В саду по утрам, в росистом саду уже стоит синий эфир, сквозь который столбы ослепительного солнца. До кофе прошел по аллее, вернулся в усадьбу мимо Лозинского, по выгону. Ни единого облачка, но горизонты не прозрачные, всюду ровные, сероватые. Коля, Юлий, я ездили в Кочуево к Ф<едору> Д<митриевичу> за медом. Возвращались (перед закатом), обогнув Скородное. Разговор, начатый мною, опять о русском народе. Какой ужас! В такое небывалое время не выделил из себя никого, управляется Гоцами, Данами, каким-то Авксентьевым, каким-то Керенским и т. д.!
4 августа. Ночью уехал (в Ефремов) Женя. Почти все утро ушло на газеты. Снова боль, кровная обида, бессильная ярость! Бунт в Егорьевске Рязанской губернии по поводу выборов в городскую думу, поднятый московским большевиком Коганом, – представитель совета крестьянско-рабочих депутатов арестовал городского голову, пьяные солдаты и прочие из толпы убили его. Убили и товарища городского головы.
«Новая жизнь» по-прежнему положительно ужасна! Наглое письмо Троцкого из «Крестов» <?> – напечатано в «Новой жизни».
День – лучше желать нельзя.
Если человек не потерял способности ждать счастья – он счастлив. Это и есть счастье.
8 августа. Шестого ездил в Каменку к Петру Семеновичу. Когда сидели у него, дождь. Он – полное равнодушие к тому, что в России. «Мне земля не нужна». «Реквизиция хлеба? Да тогда я и работать не буду, ну его к дьяволу!»
Погода все время прекрасная.
Нынче ездили с Колей в Измалково. Идеальный августовский день. Ветерок северный, сушь, блеск, жарко. Когда поднимались на гору за плотиной Ростовцева, думал, что бывает, что стоит часа в четыре довольно высоко три четверти белого месяца, и никто никогда не написал такого блестящего дня с месяцем. Люблю август – роскошь всего, обилие, главное – огороды, зелень, картошка, высокие конопли, подсолнухи. На мужицких гумнах молотьба, новая солома возле тока, красный платок на бабе…
Колю подвез к почте, сам ждал его возле мясной лавчонки. Возле элеватора что-то тянут – кучка людей сразу вся падает почти до земли. Из южного небосклона выступали розоватые облака.
Поехали домой – встретили на выгоне барышню и господина из усадьбы Комаровских. Он весь расхлябанный по-интеллигентски: болтаются штаны желтоватого цвета, кажется, в сандалиях, широкий пояс, рубаха, мягкая шляпа, спущены поля, усы, бородка – а la художник.
9 августа. Ездили с Верой в Предтечево. Жаркий дивный день. Поехали к Романовским за медом, не доехали – далеко чересчур мост, повернули назад, поехали к Муромцевым. <…>
11 августа. С утра чудесный день. Вера не совсем здорова, опять боль, хотя легкая, там же, где в прошлом году, и под ложкой. Беспокойное темное чувство.

Сохранённые данные:
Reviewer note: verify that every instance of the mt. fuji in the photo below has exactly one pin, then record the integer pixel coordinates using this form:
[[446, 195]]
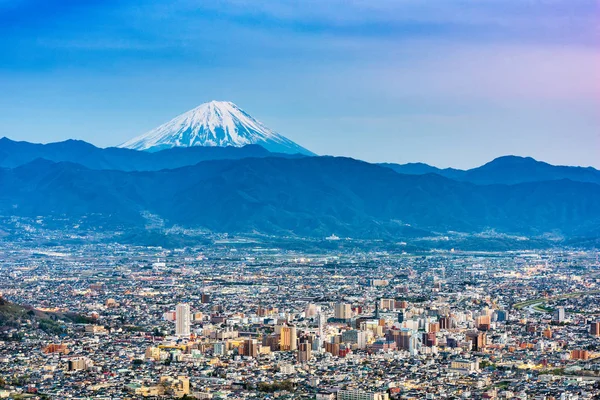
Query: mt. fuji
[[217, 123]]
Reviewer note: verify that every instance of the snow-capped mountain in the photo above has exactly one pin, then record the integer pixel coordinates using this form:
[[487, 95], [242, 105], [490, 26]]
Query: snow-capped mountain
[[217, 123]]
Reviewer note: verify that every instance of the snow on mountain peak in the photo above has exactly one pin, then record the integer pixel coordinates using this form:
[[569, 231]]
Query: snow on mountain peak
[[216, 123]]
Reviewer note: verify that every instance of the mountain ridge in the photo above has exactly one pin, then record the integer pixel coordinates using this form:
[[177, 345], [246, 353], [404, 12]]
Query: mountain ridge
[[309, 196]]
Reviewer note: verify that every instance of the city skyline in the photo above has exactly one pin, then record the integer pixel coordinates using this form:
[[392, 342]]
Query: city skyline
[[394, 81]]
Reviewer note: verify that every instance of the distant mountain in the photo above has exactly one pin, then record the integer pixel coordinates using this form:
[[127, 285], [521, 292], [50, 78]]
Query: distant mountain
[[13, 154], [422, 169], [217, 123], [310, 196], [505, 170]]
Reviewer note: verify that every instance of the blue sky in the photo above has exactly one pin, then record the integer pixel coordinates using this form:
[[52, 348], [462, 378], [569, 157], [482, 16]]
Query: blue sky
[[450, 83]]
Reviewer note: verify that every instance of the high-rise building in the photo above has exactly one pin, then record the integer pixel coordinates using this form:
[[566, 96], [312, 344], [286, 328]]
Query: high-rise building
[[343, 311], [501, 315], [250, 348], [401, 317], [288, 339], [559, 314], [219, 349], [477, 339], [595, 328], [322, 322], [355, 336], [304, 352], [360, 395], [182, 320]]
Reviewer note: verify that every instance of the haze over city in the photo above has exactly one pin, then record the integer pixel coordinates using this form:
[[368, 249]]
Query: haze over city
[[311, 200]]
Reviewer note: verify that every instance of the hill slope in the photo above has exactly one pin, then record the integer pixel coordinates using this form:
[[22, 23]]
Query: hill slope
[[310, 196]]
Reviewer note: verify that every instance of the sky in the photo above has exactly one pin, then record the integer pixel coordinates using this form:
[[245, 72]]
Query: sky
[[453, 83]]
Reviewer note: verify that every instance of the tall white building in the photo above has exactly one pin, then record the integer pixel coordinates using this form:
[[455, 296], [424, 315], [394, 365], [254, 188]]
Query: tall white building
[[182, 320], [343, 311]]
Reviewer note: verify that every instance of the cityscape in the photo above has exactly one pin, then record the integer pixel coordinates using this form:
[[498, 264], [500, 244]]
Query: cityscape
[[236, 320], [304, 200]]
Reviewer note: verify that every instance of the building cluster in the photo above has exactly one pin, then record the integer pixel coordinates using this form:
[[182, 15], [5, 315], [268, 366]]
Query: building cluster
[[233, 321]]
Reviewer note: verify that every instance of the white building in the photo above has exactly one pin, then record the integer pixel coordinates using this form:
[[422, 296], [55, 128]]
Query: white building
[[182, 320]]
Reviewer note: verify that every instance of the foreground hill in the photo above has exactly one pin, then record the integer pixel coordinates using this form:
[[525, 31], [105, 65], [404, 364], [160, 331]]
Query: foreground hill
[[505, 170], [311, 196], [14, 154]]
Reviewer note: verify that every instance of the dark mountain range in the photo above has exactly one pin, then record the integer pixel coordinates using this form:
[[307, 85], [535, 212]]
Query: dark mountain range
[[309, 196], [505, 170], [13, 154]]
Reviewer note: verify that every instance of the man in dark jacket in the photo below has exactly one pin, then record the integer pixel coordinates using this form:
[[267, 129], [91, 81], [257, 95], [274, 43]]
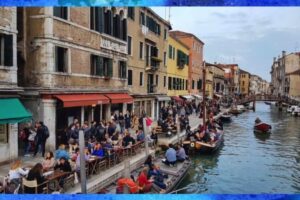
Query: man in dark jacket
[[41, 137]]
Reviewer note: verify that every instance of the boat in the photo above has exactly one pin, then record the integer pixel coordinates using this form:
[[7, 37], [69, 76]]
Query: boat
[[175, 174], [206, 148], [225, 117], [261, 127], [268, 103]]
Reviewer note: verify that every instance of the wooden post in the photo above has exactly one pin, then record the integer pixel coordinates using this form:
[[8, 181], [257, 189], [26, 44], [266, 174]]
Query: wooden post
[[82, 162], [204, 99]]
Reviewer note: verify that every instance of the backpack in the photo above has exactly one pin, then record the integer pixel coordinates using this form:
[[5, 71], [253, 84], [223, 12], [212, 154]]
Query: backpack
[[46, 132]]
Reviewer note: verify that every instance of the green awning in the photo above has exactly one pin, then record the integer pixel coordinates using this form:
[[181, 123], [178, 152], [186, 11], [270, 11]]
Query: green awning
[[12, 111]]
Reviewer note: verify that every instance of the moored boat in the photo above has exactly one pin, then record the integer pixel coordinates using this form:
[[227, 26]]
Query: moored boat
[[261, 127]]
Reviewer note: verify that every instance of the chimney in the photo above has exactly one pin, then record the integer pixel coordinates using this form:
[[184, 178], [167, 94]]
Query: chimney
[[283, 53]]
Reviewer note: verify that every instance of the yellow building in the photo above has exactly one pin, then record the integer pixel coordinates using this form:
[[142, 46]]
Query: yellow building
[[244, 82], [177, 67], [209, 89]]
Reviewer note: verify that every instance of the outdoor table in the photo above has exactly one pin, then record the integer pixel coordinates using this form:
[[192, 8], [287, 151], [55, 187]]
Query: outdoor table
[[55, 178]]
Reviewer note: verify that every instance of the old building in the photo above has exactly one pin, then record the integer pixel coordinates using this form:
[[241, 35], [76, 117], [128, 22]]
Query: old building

### Список заданий
A - Повторите фрагмент дневникового отрывка от слов «Нынче ездили с» до слов «выступали розоватые облака.» включительно.
B - Перепишите записи слово в слово: с первой строки до строки, содержащей «[[394, 81]]», включительно. Изображения в ответ не включайте.

### Ответы
A -
Нынче ездили с Колей в Измалково. Идеальный августовский день. Ветерок северный, сушь, блеск, жарко. Когда поднимались на гору за плотиной Ростовцева, думал, что бывает, что стоит часа в четыре довольно высоко три четверти белого месяца, и никто никогда не написал такого блестящего дня с месяцем. Люблю август – роскошь всего, обилие, главное – огороды, зелень, картошка, высокие конопли, подсолнухи. На мужицких гумнах молотьба, новая солома возле тока, красный платок на бабе…
Колю подвез к почте, сам ждал его возле мясной лавчонки. Возле элеватора что-то тянут – кучка людей сразу вся падает почти до земли. Из южного небосклона выступали розоватые облака.

B -
Reviewer note: verify that every instance of the mt. fuji in the photo below has exactly one pin, then record the integer pixel coordinates using this form:
[[446, 195]]
Query: mt. fuji
[[217, 123]]
Reviewer note: verify that every instance of the snow-capped mountain in the photo above has exactly one pin, then record the integer pixel coordinates using this form:
[[487, 95], [242, 105], [490, 26]]
Query: snow-capped mountain
[[217, 123]]
Reviewer note: verify that every instance of the snow on mountain peak in the photo above has exactly one pin, then record the integer pixel coordinates using this form:
[[569, 231]]
Query: snow on mountain peak
[[216, 123]]
Reviewer note: verify that every instance of the mountain ridge in the photo above has exactly one pin, then record the integer pixel coordinates using this form:
[[177, 345], [246, 353], [404, 12]]
Query: mountain ridge
[[309, 196]]
Reviewer note: verify that every instance of the city skyline in the photo above has exactly one pin, then record the integer pixel coordinates using this form:
[[392, 342]]
Query: city skyline
[[394, 81]]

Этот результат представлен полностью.